■ What to produce: Transcribe the entries that follow, word for word.
>> begin Records for processing
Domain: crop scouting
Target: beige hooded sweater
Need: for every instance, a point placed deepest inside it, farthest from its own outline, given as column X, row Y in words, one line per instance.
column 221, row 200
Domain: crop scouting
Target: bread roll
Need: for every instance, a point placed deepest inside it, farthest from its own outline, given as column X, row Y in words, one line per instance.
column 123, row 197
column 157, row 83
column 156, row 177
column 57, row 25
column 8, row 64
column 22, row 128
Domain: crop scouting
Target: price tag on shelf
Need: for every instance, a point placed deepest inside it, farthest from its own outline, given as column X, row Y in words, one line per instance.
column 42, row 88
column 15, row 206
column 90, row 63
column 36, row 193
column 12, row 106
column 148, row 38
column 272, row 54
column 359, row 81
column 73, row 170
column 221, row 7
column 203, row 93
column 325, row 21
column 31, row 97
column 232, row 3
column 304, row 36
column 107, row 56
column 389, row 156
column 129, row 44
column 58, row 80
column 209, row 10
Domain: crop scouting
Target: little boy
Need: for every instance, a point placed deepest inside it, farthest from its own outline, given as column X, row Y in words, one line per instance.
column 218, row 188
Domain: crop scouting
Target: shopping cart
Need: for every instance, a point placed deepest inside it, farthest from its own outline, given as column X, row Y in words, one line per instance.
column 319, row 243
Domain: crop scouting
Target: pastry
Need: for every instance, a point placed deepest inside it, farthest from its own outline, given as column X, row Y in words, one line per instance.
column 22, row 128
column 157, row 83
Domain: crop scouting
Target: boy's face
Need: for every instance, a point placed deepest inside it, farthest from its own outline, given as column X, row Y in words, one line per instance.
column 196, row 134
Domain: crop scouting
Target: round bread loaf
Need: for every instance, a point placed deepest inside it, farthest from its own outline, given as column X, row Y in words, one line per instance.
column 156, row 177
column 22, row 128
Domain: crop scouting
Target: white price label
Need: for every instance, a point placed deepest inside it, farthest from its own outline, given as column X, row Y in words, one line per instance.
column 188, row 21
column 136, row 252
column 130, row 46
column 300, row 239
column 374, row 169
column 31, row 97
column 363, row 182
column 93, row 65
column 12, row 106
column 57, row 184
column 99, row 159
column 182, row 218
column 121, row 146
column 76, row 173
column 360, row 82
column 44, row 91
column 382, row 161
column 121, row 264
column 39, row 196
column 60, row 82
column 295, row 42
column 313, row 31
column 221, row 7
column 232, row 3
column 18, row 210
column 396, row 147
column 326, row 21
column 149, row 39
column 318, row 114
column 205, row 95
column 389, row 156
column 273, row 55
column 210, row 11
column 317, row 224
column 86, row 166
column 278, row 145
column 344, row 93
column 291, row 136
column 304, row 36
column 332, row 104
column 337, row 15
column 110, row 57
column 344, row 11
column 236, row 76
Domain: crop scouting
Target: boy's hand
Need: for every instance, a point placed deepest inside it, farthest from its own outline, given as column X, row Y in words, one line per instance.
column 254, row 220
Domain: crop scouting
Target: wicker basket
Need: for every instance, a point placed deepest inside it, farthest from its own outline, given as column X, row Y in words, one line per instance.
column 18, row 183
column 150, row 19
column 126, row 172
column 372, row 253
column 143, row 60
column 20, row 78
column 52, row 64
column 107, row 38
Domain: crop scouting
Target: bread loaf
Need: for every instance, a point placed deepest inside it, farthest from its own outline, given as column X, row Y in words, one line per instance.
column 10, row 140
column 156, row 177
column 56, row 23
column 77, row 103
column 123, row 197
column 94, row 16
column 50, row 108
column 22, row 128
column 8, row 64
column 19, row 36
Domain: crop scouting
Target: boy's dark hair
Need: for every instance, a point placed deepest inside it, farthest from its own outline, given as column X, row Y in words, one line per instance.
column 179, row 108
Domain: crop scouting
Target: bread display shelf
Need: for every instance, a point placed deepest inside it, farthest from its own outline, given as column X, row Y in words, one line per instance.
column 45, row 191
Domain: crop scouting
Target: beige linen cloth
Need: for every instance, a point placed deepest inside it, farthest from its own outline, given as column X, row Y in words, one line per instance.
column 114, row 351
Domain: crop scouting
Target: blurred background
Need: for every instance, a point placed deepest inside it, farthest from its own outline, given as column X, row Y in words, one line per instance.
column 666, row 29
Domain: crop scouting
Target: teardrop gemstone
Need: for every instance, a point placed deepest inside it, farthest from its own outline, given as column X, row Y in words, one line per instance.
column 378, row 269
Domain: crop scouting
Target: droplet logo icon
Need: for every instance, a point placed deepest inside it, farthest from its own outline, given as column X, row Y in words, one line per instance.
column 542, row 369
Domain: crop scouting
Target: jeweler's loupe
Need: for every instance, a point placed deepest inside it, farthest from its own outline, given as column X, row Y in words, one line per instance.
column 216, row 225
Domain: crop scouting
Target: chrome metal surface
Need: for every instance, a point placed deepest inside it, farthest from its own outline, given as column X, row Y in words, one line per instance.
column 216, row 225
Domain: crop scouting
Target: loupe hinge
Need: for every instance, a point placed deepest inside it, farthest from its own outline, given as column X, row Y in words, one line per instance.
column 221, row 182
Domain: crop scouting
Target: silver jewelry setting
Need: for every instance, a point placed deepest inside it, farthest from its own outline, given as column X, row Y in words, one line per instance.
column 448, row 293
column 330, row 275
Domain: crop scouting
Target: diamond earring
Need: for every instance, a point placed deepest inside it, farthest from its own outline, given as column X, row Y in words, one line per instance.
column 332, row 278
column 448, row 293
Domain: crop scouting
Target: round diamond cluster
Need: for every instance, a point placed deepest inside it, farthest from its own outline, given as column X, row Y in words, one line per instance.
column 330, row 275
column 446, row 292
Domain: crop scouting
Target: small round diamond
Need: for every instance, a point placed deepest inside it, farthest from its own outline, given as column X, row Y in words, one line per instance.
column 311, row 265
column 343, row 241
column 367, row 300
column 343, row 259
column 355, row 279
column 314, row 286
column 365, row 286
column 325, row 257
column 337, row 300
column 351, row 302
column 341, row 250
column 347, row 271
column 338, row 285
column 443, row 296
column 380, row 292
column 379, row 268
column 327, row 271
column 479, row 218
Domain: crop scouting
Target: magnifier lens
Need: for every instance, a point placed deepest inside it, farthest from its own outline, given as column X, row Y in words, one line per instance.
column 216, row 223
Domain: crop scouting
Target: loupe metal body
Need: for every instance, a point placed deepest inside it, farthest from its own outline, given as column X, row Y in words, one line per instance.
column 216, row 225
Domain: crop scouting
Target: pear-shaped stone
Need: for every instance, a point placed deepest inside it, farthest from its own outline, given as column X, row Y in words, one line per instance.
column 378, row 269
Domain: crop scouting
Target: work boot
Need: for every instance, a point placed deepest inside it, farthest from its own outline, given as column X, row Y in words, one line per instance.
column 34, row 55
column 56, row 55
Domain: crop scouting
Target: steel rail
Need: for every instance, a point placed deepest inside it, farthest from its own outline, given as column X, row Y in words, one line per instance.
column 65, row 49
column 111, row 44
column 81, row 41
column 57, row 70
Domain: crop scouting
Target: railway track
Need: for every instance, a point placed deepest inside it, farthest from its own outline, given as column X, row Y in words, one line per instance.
>> end Records for processing
■ Worked answer:
Domain: crop scouting
Target: beige hooded sweater
Need: for every instance, a point placed deepest inside it, farthest from its own outline, given as column X, row Y in words, one line per instance.
column 221, row 200
Domain: crop scouting
Target: bread roll
Need: for every instance, a point placed deepest inside it, farthest from its own outline, given as column X, row Y in words, one line per instance.
column 123, row 197
column 157, row 83
column 156, row 177
column 57, row 25
column 8, row 64
column 22, row 128
Domain: crop scouting
Target: price tag on shelf
Need: for every instance, a point placed deepest inside it, farthest from its own outline, given as column X, row Y in words, one line per instance.
column 42, row 88
column 15, row 206
column 90, row 63
column 36, row 193
column 12, row 106
column 148, row 38
column 272, row 54
column 359, row 81
column 73, row 170
column 221, row 7
column 203, row 93
column 325, row 21
column 31, row 97
column 232, row 3
column 304, row 36
column 107, row 56
column 389, row 156
column 129, row 44
column 58, row 80
column 209, row 10
Domain: crop scouting
Target: little boy
Need: for every instance, a point placed deepest inside it, farthest from its own outline, given as column X, row Y in words, one line per instance.
column 218, row 188
Domain: crop scouting
Target: shopping cart
Need: for every instance, a point placed deepest inside it, farthest from its own outline, given as column X, row Y in words, one line per instance.
column 319, row 243
Domain: crop scouting
Target: pastry
Need: for every instance, a point placed deepest inside it, farthest from its own outline, given as column X, row Y in words, one line per instance.
column 22, row 128
column 157, row 83
Domain: crop scouting
Target: boy's face
Need: for every instance, a point placed deepest inside it, farthest from its own outline, given as column X, row Y in words, one line per instance.
column 196, row 134
Domain: crop scouting
Target: round bread loaf
Need: for every instance, a point placed deepest inside it, farthest from its own outline, given as column X, row Y in words, one line per instance.
column 156, row 177
column 22, row 128
Domain: crop scouting
Target: white price label
Need: for every instance, a point placed deepest inside it, farthest from its own outline, given as column X, row Y in words, one line per instance.
column 188, row 21
column 136, row 252
column 130, row 46
column 300, row 239
column 374, row 169
column 31, row 97
column 363, row 182
column 93, row 65
column 12, row 106
column 57, row 184
column 99, row 159
column 182, row 218
column 121, row 146
column 76, row 173
column 360, row 82
column 44, row 91
column 382, row 161
column 121, row 264
column 39, row 196
column 60, row 82
column 295, row 42
column 313, row 31
column 221, row 7
column 232, row 3
column 18, row 210
column 396, row 147
column 326, row 21
column 149, row 39
column 318, row 114
column 205, row 95
column 389, row 156
column 273, row 55
column 210, row 11
column 317, row 224
column 86, row 166
column 278, row 145
column 344, row 93
column 291, row 136
column 304, row 36
column 332, row 104
column 337, row 15
column 110, row 57
column 344, row 11
column 236, row 76
Domain: crop scouting
Target: boy's hand
Need: for every instance, a point placed deepest inside it, farthest from its own outline, given as column X, row Y in words, one line per instance.
column 254, row 220
Domain: crop scouting
Target: wicker basket
Need: for every instance, a point placed deepest inside it, farthest from its own outline, given as column X, row Y in words, one line per instance.
column 18, row 183
column 150, row 19
column 126, row 172
column 372, row 253
column 143, row 60
column 20, row 78
column 52, row 64
column 107, row 38
Domain: crop scouting
Target: bread loaf
Need: for every instance, a point placed deepest inside it, farthest from its own outline, given as column X, row Y in words, one line per instance.
column 10, row 140
column 156, row 177
column 56, row 23
column 77, row 103
column 123, row 197
column 94, row 16
column 50, row 108
column 22, row 128
column 8, row 64
column 19, row 36
Domain: crop scouting
Target: boy's dark hair
Need: for every instance, a point placed deepest inside it, farthest from its own outline, given as column X, row Y in words, one line per instance.
column 179, row 108
Domain: crop scouting
Target: bread display shelf
Need: for every instance, a point placed deepest inside it, farthest from its own outline, given as column X, row Y in words, one line per instance.
column 45, row 191
Domain: crop scouting
Target: beige linen cloth
Need: for every instance, a point placed deepest inside it, farthest from its own outline, given as column X, row Y in words, one line per instance.
column 114, row 351
Domain: crop scouting
Target: blurred background
Need: for every instance, a point placed deepest inside it, farthest from its own outline, given as column X, row Y in words, one line per instance.
column 666, row 29
Domain: crop scouting
Target: teardrop gemstone
Need: for every instance, a point placed deepest inside it, farthest from its own outline, given as column X, row Y in words, one line per instance.
column 378, row 269
Domain: crop scouting
Target: droplet logo icon
Need: for every instance, a point placed deepest inside it, farthest from its own outline, given as column X, row Y in words, one line per instance.
column 542, row 369
Domain: crop scouting
Target: jeweler's loupe
Need: for every instance, a point placed deepest inside it, farthest from its own outline, given as column X, row Y in words, one line per instance.
column 216, row 225
Domain: crop scouting
Target: chrome metal surface
Need: for every instance, a point placed deepest inside it, farthest from its own outline, given as column X, row Y in words, one line per instance.
column 216, row 225
Domain: crop scouting
Target: loupe hinge
Need: for every instance, a point placed deepest inside it, farthest from its own outline, given as column X, row Y in words, one line per instance.
column 221, row 182
Domain: crop scouting
Target: silver jewelry setting
Need: for every instance, a point placed deepest inside it, farthest from its own outline, given as column X, row Y in words, one line per instance.
column 448, row 293
column 330, row 275
Domain: crop scouting
Target: diamond earring
Need: for every instance, a point placed deepest inside it, farthest from its own outline, given as column X, row Y in words, one line per instance.
column 332, row 278
column 448, row 293
Domain: crop scouting
Target: round diamond cluster
Need: for every instance, a point placed deepest inside it, farthest from its own outline, given as column X, row Y in words, one line per instance.
column 330, row 275
column 446, row 292
Domain: crop scouting
Target: small round diamond
Need: for every instance, a point placed deepest inside it, farthest from its own outline, given as column X, row Y in words, one line per instance.
column 311, row 265
column 343, row 241
column 367, row 300
column 343, row 259
column 355, row 279
column 314, row 286
column 365, row 286
column 325, row 257
column 337, row 300
column 351, row 302
column 341, row 250
column 347, row 271
column 338, row 285
column 443, row 296
column 380, row 292
column 379, row 268
column 327, row 271
column 479, row 218
Domain: crop scouting
Target: magnifier lens
Need: for every instance, a point placed deepest inside it, farthest from its own outline, given as column X, row Y in words, one line per instance.
column 216, row 223
Domain: crop scouting
Target: loupe metal body
Need: for every instance, a point placed deepest inside it, farthest from its own outline, given as column X, row Y in words, one line per instance.
column 216, row 225
Domain: crop scouting
Target: pear-shaped stone
Need: for every instance, a point placed deepest inside it, farthest from its own outline, given as column X, row Y in words, one line per instance.
column 378, row 269
Domain: crop scouting
Target: work boot
Need: for every instance, a point placed deepest inside it, farthest from its own outline, given as column X, row Y in words, one line per instance.
column 34, row 55
column 56, row 55
Domain: crop scouting
Target: steel rail
Need: for every instance, a point placed deepest inside it, farthest from its own outline, given as column X, row Y in words, one line per instance.
column 65, row 49
column 111, row 44
column 81, row 41
column 57, row 70
Domain: crop scouting
Target: railway track
Need: for every instance, a point placed deepest inside it, farthest from its own outline, given as column X, row Y in words, one line per instance.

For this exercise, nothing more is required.